§ Stated exercise
Copy each entry as it stands, leaving nothing out.

Stored data entries:
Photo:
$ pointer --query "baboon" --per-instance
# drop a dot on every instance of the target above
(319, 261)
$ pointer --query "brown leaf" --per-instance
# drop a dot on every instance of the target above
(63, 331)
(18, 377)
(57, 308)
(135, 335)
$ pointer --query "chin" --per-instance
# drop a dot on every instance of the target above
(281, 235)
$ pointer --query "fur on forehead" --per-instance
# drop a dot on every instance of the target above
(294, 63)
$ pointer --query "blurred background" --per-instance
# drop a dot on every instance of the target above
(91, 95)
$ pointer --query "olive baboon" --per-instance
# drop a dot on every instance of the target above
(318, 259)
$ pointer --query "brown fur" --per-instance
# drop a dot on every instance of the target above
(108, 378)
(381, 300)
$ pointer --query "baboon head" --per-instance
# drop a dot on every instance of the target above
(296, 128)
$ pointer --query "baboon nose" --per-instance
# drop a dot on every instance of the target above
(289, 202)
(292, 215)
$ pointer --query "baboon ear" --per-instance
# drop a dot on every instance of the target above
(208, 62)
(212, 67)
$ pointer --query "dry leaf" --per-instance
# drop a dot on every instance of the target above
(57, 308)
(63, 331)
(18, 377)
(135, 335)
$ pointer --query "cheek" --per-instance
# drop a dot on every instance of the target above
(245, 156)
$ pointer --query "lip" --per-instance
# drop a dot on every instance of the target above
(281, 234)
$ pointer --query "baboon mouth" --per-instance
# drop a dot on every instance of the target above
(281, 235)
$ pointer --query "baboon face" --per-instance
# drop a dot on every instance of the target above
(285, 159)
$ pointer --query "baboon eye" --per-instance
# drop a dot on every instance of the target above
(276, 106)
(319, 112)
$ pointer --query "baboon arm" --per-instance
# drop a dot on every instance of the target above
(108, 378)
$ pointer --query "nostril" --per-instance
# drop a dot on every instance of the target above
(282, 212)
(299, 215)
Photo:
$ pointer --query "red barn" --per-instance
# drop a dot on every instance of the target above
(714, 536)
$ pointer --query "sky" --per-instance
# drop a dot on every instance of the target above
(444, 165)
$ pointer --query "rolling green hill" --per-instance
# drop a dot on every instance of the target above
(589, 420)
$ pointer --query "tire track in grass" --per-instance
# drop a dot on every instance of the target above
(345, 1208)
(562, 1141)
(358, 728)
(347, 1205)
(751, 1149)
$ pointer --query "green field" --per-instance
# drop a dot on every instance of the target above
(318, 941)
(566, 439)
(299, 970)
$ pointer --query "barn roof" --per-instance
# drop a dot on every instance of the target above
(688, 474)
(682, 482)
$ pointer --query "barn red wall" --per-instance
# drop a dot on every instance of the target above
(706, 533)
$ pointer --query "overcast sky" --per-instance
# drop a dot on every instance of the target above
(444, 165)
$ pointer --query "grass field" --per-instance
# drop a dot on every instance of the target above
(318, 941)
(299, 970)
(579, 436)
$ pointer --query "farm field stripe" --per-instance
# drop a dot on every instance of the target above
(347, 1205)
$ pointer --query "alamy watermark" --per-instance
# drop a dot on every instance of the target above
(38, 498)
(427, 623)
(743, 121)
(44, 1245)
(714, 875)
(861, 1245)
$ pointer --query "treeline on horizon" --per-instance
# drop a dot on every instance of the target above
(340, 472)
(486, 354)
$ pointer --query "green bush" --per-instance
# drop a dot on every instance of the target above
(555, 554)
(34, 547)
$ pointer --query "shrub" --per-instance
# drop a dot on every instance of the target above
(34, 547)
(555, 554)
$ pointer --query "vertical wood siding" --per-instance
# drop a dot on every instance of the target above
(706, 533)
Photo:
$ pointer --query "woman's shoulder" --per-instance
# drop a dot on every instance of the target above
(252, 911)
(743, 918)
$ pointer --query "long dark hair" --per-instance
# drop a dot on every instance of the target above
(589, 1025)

§ The reply
Photo:
$ pointer --query "baboon" --per-instance
# drop a dot on every instance of the target above
(319, 261)
$ pointer --query "brown leaf" --per-instance
# drop a dot on every instance of the target above
(63, 331)
(18, 377)
(57, 308)
(135, 335)
$ pointer --query "chin" --per-instance
# drop a dot on every instance of the target above
(281, 235)
$ pointer --query "fur on forehead" --per-instance
# drop a dot on every instance of the target above
(294, 63)
$ pointer --query "blurred background" --per-instance
# drop a dot on every instance of the target above
(91, 95)
$ pointer --query "olive baboon" --per-instance
# drop a dot on every instance of the target above
(318, 259)
$ pointer --query "brown fur" --per-instance
# drop a dot on every instance of the target above
(108, 378)
(381, 300)
$ pointer --query "baboon head" --per-instance
# drop a dot on every instance of the target above
(296, 128)
$ pointer --query "baboon nose" --per-instance
# drop a dot on every instance of the target above
(289, 202)
(292, 215)
$ pointer --query "baboon ear" --per-instance
# drop a dot on every instance of the target above
(208, 62)
(212, 67)
$ pointer --query "dry leaf" --per-instance
# drop a dot on every instance of the target above
(57, 308)
(63, 331)
(18, 377)
(135, 335)
$ pointer --query "cheek" --per-instance
# drop a dot on every instance of the target above
(245, 156)
$ pointer --query "lip" --per-instance
# drop a dot on every instance of the target above
(281, 234)
$ pointer --query "baboon mouth" --per-instance
# drop a dot on every instance of the target above
(281, 235)
$ pointer --query "baboon face" --per-instance
# drop a dot on every instance of the target above
(285, 159)
$ pointer --query "baboon eye" --per-instance
# drop a dot on every instance of the target above
(276, 106)
(319, 112)
$ pointer --query "baboon arm" --per-instance
# drop a dot on every instance of the target above
(108, 378)
$ pointer --query "nostril" --per-instance
# drop a dot on every instance of the target above
(282, 212)
(299, 215)
Photo:
$ pointer --query "red barn" --per-instance
# drop a dot on every instance of the target above
(714, 536)
$ pointer --query "sky" --per-instance
# drop a dot on every instance of the target above
(444, 165)
$ pointer --query "rolling green hill" --per-instance
# drop a dot on every instance of the target above
(589, 420)
$ pointer --query "tire track in grass" --per-instance
# drop a dot on every instance of the target above
(345, 1208)
(562, 1141)
(358, 728)
(347, 1205)
(751, 1149)
$ pointer --query "green field" --per-instance
# drop a dot on every instance of the target above
(318, 941)
(566, 439)
(299, 970)
$ pointer --query "barn roof" --per-instance
# drop a dot on every instance of the target above
(688, 474)
(682, 482)
$ pointer --query "barn red wall" --per-instance
# drop a dot on every instance of the target above
(706, 533)
$ pointer --query "overcast sky" --per-instance
# drop a dot on every instance of the target above
(444, 165)
$ pointer --query "grass field" --per-instance
# drop a dot on every instance of the target above
(318, 941)
(299, 970)
(579, 436)
$ pointer --query "farm field stripe" --per-instance
# drop a dot on every instance of the target above
(347, 1205)
$ pointer --query "alamy watermark" --per-instance
# drop a dot on every instance of the target above
(38, 498)
(427, 623)
(743, 121)
(44, 1245)
(714, 875)
(861, 1245)
$ pointer --query "treeline on horizon" --per-instance
# drop a dot on every instance of the target above
(340, 472)
(486, 354)
$ pointer --query "green bush" --per-instance
# drop a dot on every instance of the target above
(555, 554)
(34, 547)
$ pointer --query "shrub" --per-instance
# drop a dot on every instance of the target above
(34, 547)
(555, 554)
$ pointer --query "vertical wood siding" --per-instance
# drop a dot on every instance of the target above
(706, 533)
Photo:
$ pointer --query "woman's shoulder" --per-instance
# drop a dot on every instance of the target above
(252, 911)
(743, 918)
$ pointer --query "long dark hair" --per-instance
# drop a dot on every instance of the target above
(589, 1025)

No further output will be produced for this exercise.